<<<<
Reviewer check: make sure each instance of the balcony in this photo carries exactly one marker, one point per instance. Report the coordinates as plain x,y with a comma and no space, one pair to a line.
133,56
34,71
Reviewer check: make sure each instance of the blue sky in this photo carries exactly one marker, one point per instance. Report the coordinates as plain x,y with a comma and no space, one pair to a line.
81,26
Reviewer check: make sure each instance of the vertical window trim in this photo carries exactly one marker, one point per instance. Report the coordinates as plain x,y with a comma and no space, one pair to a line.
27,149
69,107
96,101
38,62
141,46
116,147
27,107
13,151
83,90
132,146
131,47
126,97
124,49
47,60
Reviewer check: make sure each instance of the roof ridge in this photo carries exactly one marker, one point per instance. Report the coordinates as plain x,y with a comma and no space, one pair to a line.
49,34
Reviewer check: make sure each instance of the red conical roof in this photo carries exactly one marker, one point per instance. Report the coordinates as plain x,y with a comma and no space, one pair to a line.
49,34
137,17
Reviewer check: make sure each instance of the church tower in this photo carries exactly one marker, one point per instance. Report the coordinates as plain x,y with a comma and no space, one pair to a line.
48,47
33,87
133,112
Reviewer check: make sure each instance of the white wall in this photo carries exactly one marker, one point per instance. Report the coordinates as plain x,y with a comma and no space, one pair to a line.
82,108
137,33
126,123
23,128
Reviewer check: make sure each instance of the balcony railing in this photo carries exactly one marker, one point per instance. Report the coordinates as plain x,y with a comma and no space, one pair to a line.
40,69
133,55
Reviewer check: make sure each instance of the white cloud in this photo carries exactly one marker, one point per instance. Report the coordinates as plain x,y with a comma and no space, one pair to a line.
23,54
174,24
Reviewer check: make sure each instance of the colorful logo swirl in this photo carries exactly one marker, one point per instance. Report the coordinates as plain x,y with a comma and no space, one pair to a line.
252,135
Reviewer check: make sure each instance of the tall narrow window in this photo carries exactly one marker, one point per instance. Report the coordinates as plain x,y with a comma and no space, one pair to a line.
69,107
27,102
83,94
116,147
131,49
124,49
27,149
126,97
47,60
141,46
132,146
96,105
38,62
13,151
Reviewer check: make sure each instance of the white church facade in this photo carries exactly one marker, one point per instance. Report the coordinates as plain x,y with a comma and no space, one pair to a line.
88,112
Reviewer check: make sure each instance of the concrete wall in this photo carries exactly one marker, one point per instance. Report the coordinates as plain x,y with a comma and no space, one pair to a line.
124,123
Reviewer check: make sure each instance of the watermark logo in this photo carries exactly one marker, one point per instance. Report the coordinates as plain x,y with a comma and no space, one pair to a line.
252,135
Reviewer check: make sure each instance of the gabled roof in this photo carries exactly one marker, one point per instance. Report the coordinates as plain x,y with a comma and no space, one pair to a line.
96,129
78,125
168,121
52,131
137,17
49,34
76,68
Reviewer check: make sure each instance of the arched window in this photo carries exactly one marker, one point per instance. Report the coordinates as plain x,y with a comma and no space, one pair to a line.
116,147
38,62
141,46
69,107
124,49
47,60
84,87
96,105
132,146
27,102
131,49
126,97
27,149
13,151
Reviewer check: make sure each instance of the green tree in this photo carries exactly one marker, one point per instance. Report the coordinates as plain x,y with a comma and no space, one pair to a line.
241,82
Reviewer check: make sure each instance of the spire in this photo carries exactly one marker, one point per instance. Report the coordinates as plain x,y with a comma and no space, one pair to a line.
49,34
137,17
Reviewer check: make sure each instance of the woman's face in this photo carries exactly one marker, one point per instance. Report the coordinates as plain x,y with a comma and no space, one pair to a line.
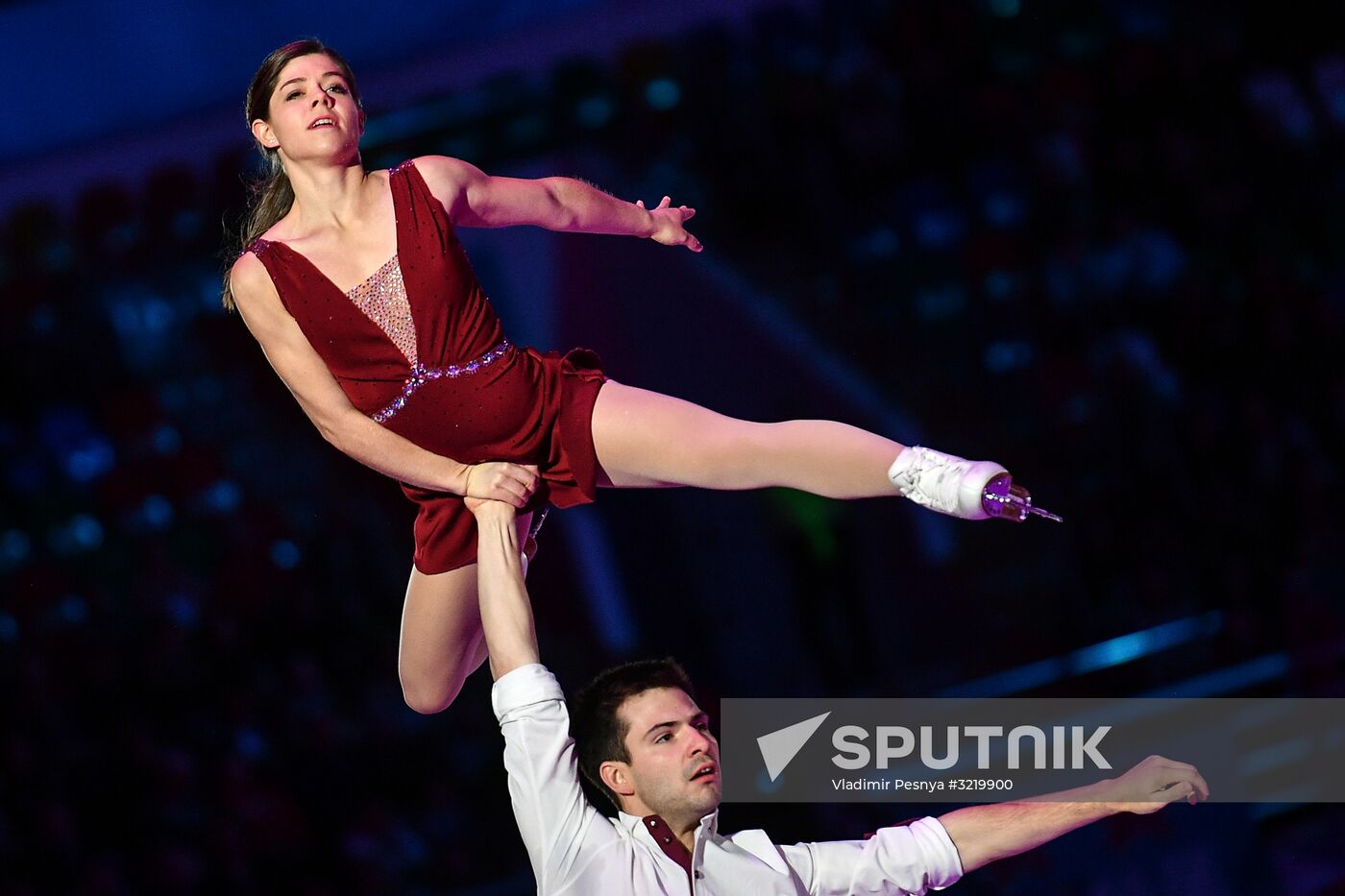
312,113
>>>>
## Problem statement
Extract every line of the entries above verbatim, omitting any pictures from your reply.

## Written reply
Reviewer check: make sure each instance of the balcony in this photo carries exactly one marker, one point per instance. Report the coordinates as plain x,y with a comma and no space, one pair to a line.
133,56
34,71
Reviewer check: make sure each instance of the blue sky in this photo carries exactly one marker, one point per instance. Report the coordinates as plain x,y with a comma and no space, one pair to a line.
81,26
Reviewer check: make sure each instance of the vertical window trim in this photo carries exactly one marker, one point per instance. Report the coordinates as plain x,y with a comma and no space, one pair to a line.
27,149
69,107
96,101
38,62
141,46
116,147
27,107
13,151
83,90
132,146
131,47
126,97
124,49
47,60
Reviewer check: make sure each instance of the roof ridge in this photo carries exactly one marker, one point per instance. Report the coordinates as plain x,y with a comma and no space, one pair to a line.
49,34
Reviewer check: make sure each instance of the red conical roof in this photo carries exactly one marker, one point per instance. Report the coordinates as plain x,y with a comma and no space, one pair to a line.
49,34
137,17
Reviewer check: make sure each instance of the church tower in this photo carries exactly one marker, one point per instance. Report the coordinates as plain x,y with a comma and no space, one pair to a line.
48,47
33,87
133,112
Reviewer check: make sure each instance of the white wall in this photo carries exactly one marker, one point per instance. Report the coordinates as plain x,y with a comma and no space, one pair to a line.
82,108
137,33
126,123
23,128
Reviewer check: make sure each instance of the balcony railing in this photo carries exactly one marker, one point per instance. Report the coordinates as plain x,y with a comma and no space, one pair to a line.
40,69
133,55
Reviewer check: make sure each instance of the white cloud in this photo carries exactly one marker, one point per instance. Report the coordinates as plain x,y with a comma and no space, one pair to a line.
23,54
174,24
Reviewer check: make sure each instance of the colorful logo swirl in this photo carries exactly one marker, one point per instance. Report the coordinates as plain x,y with a comma and no space, one pair to a line.
252,135
Reviewer check: make sure each instance of the tall narrow window in this photo carries exactly one marker, one point per instance. Report the coordinates as plain x,y with a comma and no space, one pair to a line.
69,107
27,102
83,94
116,147
131,49
124,49
27,149
126,97
47,60
141,46
132,146
96,105
38,62
13,151
Reviewer check: make sure each instance of the white church facade in this photo carries exactly one marker, one point per instance. Report the coordinates as plain x,y with a comma and no space, one pair to a line.
88,112
Reviewer check: make sure each instance of the concrete wall in this photo carries exactly one marker, one point per instance. Report the coordinates as plain x,y with a comma and no space, one pair to a line.
124,123
Reviewer check: make sure each instance of the watermark logo in this photo carries exactly one marker, one point per instance. Report the coordinates as plain x,y with a comma and no space, one pair to a line.
252,135
Reviewer check: make sure each instance of the gabled roof in this photo carries exactly one marker, one point per instance. Report the coordinates as plain x,y with a comma and no space, one pair to a line.
96,129
78,125
168,121
52,131
137,17
49,34
76,68
Reviewer check: make sure each instance of the arched window in this photo carries exactly one marker, one point per instance. Report the coordinates as plain x,y with a comma and no space, one pair to a line.
116,147
38,62
141,46
69,107
124,49
47,60
84,87
96,105
132,146
27,102
131,49
126,97
27,149
13,151
Reviewer check: make sure each instance of the green tree in this photo carries exactly one marker, one point per instance. Report the coordinates as plain x,y with a comma and no space, one pair to a line.
241,82
Reviewer check: make sure each instance of the spire in this photo carries exactly one marker, one point per instance. Report the coordinates as plain x,y with a comma and no space, one pair to a line.
49,34
137,17
Reviewer check: make sure each instance of the woman's face in this photo carries exactly one marker, one point per instance. Report the coordinates as plain x,y with a comma and no space, one pair to a line.
312,113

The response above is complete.